─── Record list
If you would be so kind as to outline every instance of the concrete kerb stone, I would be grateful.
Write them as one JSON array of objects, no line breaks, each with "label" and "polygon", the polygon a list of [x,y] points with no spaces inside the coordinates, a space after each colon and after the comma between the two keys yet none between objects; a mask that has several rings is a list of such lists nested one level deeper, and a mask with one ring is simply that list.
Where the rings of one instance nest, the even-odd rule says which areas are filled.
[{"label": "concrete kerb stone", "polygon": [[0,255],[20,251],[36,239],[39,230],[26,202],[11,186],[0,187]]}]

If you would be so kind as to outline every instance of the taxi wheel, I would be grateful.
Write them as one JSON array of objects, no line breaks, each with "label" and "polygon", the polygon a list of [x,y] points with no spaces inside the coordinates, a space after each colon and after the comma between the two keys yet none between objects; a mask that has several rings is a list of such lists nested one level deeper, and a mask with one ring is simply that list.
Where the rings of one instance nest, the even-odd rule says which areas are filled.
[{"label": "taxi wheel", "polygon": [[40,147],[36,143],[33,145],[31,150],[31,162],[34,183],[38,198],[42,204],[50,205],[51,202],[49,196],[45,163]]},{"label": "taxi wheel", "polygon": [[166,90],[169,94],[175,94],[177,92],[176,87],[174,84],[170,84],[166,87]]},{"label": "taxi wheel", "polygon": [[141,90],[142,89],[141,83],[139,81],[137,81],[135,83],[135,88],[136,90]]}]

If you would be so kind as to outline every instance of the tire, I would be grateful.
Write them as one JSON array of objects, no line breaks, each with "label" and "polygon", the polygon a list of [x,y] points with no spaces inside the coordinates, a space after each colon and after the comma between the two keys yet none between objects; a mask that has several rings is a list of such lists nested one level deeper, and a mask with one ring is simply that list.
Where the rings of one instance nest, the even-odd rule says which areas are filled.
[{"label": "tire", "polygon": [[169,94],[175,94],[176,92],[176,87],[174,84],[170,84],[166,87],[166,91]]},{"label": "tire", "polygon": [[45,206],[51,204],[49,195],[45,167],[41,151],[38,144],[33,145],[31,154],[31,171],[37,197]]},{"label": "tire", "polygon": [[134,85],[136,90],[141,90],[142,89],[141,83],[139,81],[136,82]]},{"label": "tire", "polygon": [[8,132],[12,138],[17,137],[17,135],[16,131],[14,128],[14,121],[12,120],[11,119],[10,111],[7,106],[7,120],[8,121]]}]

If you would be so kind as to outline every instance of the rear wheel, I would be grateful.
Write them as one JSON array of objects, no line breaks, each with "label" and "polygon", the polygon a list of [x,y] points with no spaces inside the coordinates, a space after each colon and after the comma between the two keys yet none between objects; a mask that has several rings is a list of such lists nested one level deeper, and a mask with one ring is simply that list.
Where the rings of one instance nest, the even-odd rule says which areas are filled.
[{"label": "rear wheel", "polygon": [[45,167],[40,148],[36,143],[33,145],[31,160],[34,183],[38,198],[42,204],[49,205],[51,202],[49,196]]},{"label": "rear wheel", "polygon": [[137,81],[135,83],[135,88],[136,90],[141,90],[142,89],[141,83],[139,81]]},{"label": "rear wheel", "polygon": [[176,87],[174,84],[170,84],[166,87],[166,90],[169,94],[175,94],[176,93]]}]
──────
- [Problem to solve]: Please copy out each record, character for character.

- [Written answer]:
If you would be so kind as to outline every instance of the concrete kerb stone, I would be grateful.
Write them as one JSON array of objects, no line breaks, each with "label" and "polygon", the polygon a list of [x,y] points with no spaces inside the coordinates, a space after each colon and after the comma between the two keys yet none between objects; a mask that has several rings is a list of such lists nested one level deeper, and a mask with one ring is simply that list.
Where the rings of one instance nest, the even-odd rule says which areas are filled.
[{"label": "concrete kerb stone", "polygon": [[0,255],[20,251],[36,239],[39,230],[26,202],[11,186],[0,187]]}]

If you would be so kind as to outline every instance of the taxi wheel, I would be grateful.
Write them as one JSON array of objects, no line breaks, each with "label" and "polygon", the polygon a list of [x,y] points with no spaces inside the coordinates, a space after each colon and after the comma between the two keys yet none between objects; a mask that has several rings is a list of such lists nested one level deeper, and a mask with one ring is simply that list.
Where the rings of one instance nest, the even-odd rule says which areas are filled.
[{"label": "taxi wheel", "polygon": [[40,147],[36,143],[33,145],[31,150],[31,162],[34,183],[38,198],[42,204],[50,205],[51,202],[49,196],[45,163]]},{"label": "taxi wheel", "polygon": [[166,90],[169,94],[175,94],[177,92],[176,87],[174,84],[170,84],[166,87]]},{"label": "taxi wheel", "polygon": [[141,90],[142,89],[141,83],[139,81],[137,81],[135,83],[135,88],[136,90]]}]

If you would be so kind as to outline every instance of the tire, I would be grateful.
Write them as one JSON array of objects, no line breaks, each with "label" and "polygon", the polygon a list of [x,y] points with no spaces inside the coordinates, a space after each colon and after the comma between the two keys yet none between objects; a mask that has several rings is a list of such lists nested one level deeper, and a mask with one ring is simply that list.
Where the rings of one instance nest, the even-odd rule says which areas are filled.
[{"label": "tire", "polygon": [[169,94],[175,94],[176,92],[176,87],[174,84],[170,84],[166,87],[166,91]]},{"label": "tire", "polygon": [[45,206],[51,204],[49,195],[45,167],[41,151],[38,144],[33,145],[31,154],[31,171],[37,197]]},{"label": "tire", "polygon": [[134,85],[136,90],[141,90],[142,89],[141,83],[139,81],[136,82]]},{"label": "tire", "polygon": [[8,132],[12,138],[17,137],[17,135],[16,131],[14,128],[14,121],[12,120],[11,119],[10,111],[7,106],[7,120],[8,121]]}]

If you would be so kind as to outline every instance of the rear wheel, I would be grateful.
Write them as one JSON array of objects, no line breaks, each with "label" and "polygon", the polygon a list of [x,y] points with no spaces inside the coordinates, a space after each colon and after the comma between the two keys yet none between objects; a mask that has several rings is a list of such lists nested one level deeper, and a mask with one ring is simply that list.
Where the rings of one instance nest, the even-odd rule says which areas are filled.
[{"label": "rear wheel", "polygon": [[45,167],[40,148],[36,143],[33,145],[31,160],[34,183],[38,198],[42,204],[49,205],[51,202],[49,196]]},{"label": "rear wheel", "polygon": [[137,81],[135,83],[135,88],[136,90],[141,90],[142,89],[141,83],[139,81]]},{"label": "rear wheel", "polygon": [[176,87],[174,84],[170,84],[166,87],[166,90],[169,94],[175,94],[176,93]]}]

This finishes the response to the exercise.